··· DOCUMENT TEXT

The positive thing emerging from your post is a clear outline of the
hopelessness towards the preservation of wild lands the average economic
model entails. If you read MacKaye, you will see this was the motivating idea
behind the project whose name is included in the title of this list.
I would volunteer to weather a depression if it meant the sure track
inevitability of countryside development was curtailed. * But somehow, in my
crazy mind I think there is a better solution out there we haven't tried yet
short of living up to the comfortable scenario of land rapers. I would never
argue the case that disrupting the clear track towards total countryside
development is somehow morally wrong.
People who desire to save the earth from being stripped should never be
portrayed as persons out of touch with economic reality. The more pertinent
reality here is the long term health of nature, and therefore us.
I see a failure to follow through in your thinking. You see, if that land
isn't locked up the healthy and robust market (present day) will develop into
those lands anyway, making it happen one way or another. Whether chip or
board the profits from those lands will have to be invested and this
investment usually occurs in the form of sprawl. That foreign company was
driven to sell off for maximum profit in a strong market, so your bringing
the threat of depression into this isn't exactly relevant. A strong market
also creates more demand for second homes in guess where? "Locking up" land
becomes sensible at this point.

······

* OBJECTIVES
[1] Reproduce the post on land preservation from "I see a failure" to "at this point.", substituting "suburban expansion" for "sprawl".
[2] According to the post on land preservation, what would the writer volunteer to weather, and on what condition?

··· DATASET EXCERPT

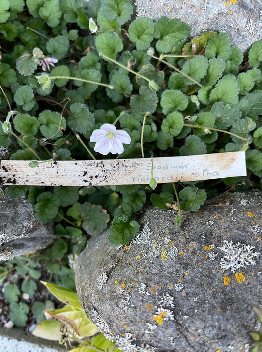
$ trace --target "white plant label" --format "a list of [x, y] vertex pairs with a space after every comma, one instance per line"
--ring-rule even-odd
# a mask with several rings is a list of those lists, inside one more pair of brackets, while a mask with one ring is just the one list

······

* EXPECTED RESPONSES
[1]
I see a failure to follow through in your thinking. You see, if that land
isn't locked up the healthy and robust market (present day) will develop into
those lands anyway, making it happen one way or another. Whether chip or
board the profits from those lands will have to be invested and this
investment usually occurs in the form of suburban expansion. That foreign company was
driven to sell off for maximum profit in a strong market, so your bringing
the threat of depression into this isn't exactly relevant. A strong market
also creates more demand for second homes in guess where? "Locking up" land
becomes sensible at this point.

[2] A depression, if it meant the sure-track inevitability of countryside development was curtailed.